### TEXT EXCERPT
-=-=-

Large cardamom farming in Parbat gets govt boostThe gov.ernment is all set to expand large cardamom farming in Parbat after conducting successful tests in different villages. Around one hundred hectares have been earmarked for large cardamom farming and is expected to start within a year.
The gov.ernment is all set to expand large cardamom farming in Parbat after conducting successful tests in different villages. Around one hundred hectares have been earmarked for large cardamom farming and is expected to start within a year.
The District Agriculture Office (DAO) has distributed nearly 200,000 plants of cardamom as per the demand of various farmers and cooperatives.
The first successful initiative of cardamom farming in local forest was undertaken five years ago by the lahures of Mahashila, in Voksing. That initiative helped expand cardamom farming to different places in Parbat. This year, the DAO plans to expand cardamom farming by 100 hectares, a significant increase compared to last year’s 20 hectares.

-=-=-

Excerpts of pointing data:
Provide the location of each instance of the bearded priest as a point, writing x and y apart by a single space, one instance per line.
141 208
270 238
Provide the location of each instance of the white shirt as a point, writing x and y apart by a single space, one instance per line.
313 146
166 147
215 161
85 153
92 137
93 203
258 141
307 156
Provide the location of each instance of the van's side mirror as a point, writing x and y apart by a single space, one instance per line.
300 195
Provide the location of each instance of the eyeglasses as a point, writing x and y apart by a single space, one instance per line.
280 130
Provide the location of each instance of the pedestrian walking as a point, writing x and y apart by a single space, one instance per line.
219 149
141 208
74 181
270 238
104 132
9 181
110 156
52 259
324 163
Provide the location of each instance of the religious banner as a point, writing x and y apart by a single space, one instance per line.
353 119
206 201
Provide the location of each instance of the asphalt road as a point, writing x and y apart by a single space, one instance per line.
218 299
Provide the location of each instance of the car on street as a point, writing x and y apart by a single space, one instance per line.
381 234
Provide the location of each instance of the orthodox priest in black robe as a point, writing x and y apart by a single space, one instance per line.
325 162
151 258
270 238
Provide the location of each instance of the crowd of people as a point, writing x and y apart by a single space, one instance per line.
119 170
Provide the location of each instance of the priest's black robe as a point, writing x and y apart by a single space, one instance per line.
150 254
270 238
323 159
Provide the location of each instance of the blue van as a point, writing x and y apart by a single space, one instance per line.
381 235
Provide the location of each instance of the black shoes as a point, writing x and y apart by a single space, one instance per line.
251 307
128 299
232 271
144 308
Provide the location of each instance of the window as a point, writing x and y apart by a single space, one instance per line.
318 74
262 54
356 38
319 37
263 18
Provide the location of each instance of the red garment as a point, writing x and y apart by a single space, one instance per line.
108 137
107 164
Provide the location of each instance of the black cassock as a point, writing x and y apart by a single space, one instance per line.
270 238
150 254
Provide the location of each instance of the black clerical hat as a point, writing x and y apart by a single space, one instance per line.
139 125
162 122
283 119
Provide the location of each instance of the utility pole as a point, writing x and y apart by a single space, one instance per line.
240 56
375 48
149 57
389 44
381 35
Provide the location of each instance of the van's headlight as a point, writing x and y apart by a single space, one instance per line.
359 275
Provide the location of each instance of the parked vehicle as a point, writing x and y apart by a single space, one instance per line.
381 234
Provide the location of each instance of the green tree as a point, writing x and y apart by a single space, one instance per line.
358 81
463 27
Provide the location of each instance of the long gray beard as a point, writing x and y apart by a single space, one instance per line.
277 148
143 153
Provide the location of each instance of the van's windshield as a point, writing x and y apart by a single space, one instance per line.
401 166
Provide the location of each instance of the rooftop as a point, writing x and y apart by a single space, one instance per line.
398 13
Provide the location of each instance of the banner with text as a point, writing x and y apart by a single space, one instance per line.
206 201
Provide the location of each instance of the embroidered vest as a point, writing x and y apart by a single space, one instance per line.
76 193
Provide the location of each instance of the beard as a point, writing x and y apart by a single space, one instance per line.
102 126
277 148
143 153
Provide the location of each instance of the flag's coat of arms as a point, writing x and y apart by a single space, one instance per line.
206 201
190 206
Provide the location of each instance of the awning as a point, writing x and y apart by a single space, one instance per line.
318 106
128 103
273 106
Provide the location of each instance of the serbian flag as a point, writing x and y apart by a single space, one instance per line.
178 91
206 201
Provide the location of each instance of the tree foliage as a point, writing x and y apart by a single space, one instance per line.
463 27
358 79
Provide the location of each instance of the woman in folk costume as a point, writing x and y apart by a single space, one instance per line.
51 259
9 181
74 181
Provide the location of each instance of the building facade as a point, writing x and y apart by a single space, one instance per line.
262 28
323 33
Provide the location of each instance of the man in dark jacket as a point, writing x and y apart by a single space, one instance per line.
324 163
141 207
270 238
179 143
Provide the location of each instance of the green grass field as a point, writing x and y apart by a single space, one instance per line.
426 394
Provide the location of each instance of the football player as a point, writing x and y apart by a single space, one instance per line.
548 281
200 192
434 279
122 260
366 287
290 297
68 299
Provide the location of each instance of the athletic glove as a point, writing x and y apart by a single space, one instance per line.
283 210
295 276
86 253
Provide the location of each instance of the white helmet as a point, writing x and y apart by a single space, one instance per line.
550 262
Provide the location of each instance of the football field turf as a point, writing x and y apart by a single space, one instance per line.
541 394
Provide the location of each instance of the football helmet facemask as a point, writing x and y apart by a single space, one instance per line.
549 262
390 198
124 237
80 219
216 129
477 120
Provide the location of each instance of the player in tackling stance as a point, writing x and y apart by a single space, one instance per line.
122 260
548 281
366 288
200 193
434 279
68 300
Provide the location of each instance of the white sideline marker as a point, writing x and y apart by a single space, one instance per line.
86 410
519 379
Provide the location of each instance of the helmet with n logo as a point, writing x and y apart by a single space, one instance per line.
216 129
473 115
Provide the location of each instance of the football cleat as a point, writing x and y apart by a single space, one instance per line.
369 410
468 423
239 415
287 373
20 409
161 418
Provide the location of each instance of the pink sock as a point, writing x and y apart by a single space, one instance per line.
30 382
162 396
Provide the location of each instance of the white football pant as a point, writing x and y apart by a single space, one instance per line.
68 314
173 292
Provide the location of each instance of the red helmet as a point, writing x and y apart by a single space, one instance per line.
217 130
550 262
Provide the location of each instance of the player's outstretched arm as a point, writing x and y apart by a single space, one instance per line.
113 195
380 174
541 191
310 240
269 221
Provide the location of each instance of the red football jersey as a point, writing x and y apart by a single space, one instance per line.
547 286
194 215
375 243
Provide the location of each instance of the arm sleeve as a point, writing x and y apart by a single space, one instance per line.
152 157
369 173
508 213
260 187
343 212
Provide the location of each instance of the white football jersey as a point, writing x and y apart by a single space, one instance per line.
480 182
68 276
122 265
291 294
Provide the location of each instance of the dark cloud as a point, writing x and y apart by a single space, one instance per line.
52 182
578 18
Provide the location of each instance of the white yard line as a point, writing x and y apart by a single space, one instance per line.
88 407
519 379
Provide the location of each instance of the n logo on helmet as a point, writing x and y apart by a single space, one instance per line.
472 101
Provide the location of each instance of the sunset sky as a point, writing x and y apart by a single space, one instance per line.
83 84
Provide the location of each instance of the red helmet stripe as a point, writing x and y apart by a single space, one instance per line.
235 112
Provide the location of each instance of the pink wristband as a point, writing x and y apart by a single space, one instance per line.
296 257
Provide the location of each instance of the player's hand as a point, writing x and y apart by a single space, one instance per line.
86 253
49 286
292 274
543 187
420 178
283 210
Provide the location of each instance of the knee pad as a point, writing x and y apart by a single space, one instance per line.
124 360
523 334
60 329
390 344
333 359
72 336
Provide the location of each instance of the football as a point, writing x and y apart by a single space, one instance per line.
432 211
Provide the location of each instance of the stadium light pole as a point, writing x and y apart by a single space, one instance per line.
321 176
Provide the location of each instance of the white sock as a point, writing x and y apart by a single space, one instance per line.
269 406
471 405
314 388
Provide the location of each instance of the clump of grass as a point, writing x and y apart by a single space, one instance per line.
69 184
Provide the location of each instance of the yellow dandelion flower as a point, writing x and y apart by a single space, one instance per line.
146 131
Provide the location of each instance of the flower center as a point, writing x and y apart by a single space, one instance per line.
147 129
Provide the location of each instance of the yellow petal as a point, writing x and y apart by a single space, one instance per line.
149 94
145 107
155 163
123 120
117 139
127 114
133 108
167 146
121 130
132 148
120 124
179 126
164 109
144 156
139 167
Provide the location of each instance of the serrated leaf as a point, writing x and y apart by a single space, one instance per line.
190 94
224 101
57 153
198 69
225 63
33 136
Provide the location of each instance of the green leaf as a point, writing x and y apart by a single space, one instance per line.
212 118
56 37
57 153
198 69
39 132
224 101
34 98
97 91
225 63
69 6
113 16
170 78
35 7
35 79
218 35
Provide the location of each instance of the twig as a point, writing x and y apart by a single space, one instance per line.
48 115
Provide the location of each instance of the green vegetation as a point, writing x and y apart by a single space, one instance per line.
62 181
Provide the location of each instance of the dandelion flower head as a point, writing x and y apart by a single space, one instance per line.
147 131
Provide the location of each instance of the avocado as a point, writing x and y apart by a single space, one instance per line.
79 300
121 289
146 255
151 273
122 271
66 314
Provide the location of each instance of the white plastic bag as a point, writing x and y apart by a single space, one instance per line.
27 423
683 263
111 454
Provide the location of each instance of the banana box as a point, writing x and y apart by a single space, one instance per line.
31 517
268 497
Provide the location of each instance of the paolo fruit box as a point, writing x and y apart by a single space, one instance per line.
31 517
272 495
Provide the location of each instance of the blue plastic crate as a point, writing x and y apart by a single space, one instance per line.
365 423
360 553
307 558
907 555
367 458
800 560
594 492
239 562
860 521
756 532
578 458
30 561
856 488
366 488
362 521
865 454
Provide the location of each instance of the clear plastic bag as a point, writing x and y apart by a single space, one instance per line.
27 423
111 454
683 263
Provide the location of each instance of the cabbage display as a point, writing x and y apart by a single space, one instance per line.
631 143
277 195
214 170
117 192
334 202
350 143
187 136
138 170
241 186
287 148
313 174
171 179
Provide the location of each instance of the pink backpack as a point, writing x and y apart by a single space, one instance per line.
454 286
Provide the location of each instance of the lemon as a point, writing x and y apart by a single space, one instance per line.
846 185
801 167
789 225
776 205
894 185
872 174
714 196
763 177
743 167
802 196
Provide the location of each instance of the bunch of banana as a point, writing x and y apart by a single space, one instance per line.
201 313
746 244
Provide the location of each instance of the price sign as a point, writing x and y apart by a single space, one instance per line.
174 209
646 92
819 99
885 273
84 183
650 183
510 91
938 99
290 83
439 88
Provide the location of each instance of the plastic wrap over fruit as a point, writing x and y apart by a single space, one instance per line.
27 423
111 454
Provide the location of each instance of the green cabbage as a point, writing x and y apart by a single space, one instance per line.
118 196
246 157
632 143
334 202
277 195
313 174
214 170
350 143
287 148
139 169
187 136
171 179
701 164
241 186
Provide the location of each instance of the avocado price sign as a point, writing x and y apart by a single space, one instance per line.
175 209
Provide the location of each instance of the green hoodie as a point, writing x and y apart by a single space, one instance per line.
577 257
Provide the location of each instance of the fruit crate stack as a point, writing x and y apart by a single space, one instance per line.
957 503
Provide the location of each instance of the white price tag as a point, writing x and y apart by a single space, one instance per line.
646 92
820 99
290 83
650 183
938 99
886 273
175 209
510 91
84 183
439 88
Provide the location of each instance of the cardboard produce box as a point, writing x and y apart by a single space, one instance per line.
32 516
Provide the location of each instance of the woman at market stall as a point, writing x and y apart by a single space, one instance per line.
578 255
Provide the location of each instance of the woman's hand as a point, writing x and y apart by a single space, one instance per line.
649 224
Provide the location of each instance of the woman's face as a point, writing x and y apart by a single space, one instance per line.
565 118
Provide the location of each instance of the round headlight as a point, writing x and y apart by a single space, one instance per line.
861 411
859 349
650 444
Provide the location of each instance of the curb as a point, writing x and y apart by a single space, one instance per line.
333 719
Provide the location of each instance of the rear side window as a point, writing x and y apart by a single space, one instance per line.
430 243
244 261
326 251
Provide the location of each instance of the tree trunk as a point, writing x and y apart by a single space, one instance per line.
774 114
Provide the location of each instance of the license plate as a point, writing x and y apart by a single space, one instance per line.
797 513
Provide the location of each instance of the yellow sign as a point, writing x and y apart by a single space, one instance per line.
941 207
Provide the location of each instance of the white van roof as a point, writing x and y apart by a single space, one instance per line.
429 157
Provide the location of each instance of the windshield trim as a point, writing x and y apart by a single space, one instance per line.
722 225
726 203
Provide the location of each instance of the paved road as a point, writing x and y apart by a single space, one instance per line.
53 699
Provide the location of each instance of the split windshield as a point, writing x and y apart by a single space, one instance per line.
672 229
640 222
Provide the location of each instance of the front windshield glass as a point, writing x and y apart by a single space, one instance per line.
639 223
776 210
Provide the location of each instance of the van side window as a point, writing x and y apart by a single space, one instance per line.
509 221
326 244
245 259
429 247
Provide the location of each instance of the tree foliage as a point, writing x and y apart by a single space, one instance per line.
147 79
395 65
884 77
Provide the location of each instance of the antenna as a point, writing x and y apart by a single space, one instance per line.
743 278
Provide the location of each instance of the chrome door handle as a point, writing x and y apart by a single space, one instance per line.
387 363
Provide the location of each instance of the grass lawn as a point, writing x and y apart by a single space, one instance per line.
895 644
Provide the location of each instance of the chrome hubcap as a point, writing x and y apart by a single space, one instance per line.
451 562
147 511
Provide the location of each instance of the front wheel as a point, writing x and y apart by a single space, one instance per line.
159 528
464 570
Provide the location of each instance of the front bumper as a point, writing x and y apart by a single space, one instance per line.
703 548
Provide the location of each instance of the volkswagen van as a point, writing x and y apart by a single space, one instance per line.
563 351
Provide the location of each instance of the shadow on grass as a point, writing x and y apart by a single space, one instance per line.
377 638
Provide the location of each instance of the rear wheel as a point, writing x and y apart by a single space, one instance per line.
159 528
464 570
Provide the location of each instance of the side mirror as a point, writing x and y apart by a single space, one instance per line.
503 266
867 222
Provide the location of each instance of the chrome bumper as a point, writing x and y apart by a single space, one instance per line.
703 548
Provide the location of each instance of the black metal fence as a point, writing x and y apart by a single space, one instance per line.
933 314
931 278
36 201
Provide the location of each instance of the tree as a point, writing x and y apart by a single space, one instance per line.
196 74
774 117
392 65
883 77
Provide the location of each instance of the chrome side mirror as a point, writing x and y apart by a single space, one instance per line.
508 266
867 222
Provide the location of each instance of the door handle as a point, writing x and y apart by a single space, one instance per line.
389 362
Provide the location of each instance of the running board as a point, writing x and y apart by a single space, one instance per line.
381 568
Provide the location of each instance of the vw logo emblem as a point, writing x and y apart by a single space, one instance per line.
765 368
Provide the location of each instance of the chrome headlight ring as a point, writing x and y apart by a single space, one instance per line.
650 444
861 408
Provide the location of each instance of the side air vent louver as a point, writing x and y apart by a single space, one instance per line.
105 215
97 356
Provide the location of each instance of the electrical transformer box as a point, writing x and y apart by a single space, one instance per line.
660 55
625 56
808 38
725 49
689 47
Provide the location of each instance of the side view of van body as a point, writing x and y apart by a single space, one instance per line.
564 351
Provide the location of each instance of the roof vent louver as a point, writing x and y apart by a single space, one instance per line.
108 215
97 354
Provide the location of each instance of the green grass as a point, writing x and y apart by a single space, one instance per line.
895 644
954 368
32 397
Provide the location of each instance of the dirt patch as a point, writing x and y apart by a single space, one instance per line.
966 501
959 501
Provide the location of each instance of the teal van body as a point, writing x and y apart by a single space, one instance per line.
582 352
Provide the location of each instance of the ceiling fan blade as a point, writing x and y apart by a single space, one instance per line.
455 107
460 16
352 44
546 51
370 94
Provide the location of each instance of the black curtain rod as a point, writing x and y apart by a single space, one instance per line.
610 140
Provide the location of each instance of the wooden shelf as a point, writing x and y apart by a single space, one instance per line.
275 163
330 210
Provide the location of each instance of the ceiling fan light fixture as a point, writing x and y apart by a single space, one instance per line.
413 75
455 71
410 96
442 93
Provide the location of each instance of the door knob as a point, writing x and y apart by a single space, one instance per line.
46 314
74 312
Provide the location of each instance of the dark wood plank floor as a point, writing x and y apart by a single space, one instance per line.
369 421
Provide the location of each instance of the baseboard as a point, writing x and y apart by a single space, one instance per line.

-=-=-

### EXERCISE INSTRUCTIONS
a: Rewrite the stretch of the cardamom article from "The first successful" through "year’s 20 hectares.", changing "cardamom farming" to "cardamom cultivation".
b: Extend the article on large cardamom farming in Parbat, starting after its final sentence.
The entries are separate material and have no connection to the article on cardamom farming.

### RESULTS BY TASK
a:
The first successful initiative of cardamom cultivation in local forest was undertaken five years ago by the lahures of Mahashila, in Voksing. That initiative helped expand cardamom cultivation to different places in Parbat. This year, the DAO plans to expand cardamom cultivation by 100 hectares, a significant increase compared to last year’s 20 hectares.

b:
According to Agriculture Development Officer, Basudev Regmi, the DAO distributed 180,000 plants in the second half of last month. He said, “Cardamom farming has been expanded on the basis of last year’s demand. Around 100,000 plants have been purchased from local plant nurseries.” He said that 2200 plants can be planted in one hectare of land.
DAO informs that cardamom farming has begun in Voksing, Deupur, Bhangara and Thapathana of Parbat this year. Mukti Chhetri, a farmer from Bhangara said that cardamom plants will start to yield cardamom just three years after plantation and provide regular income for 30 years.
Narayan Gurung, a farmer from Voksing said that a farmer can generate neraly Rs5.5 million per hectare of cardamom if yields hit 5kg of cardamom per plant. “Last season, we didn’t sell cardamom due to low prices. Now the price has gone up to Rs3000 per kg,” said Gurung.
Agriculture technicians claim that the geography of Parbat is favourable for farming of different types of cardamom; Ramsahi and Golshahi. “The altitude of 800 to 1600 metres are suitable for Ramsahi while Golshahi is favourable at places with an altitude of more than 2100 metres,” said Regmi.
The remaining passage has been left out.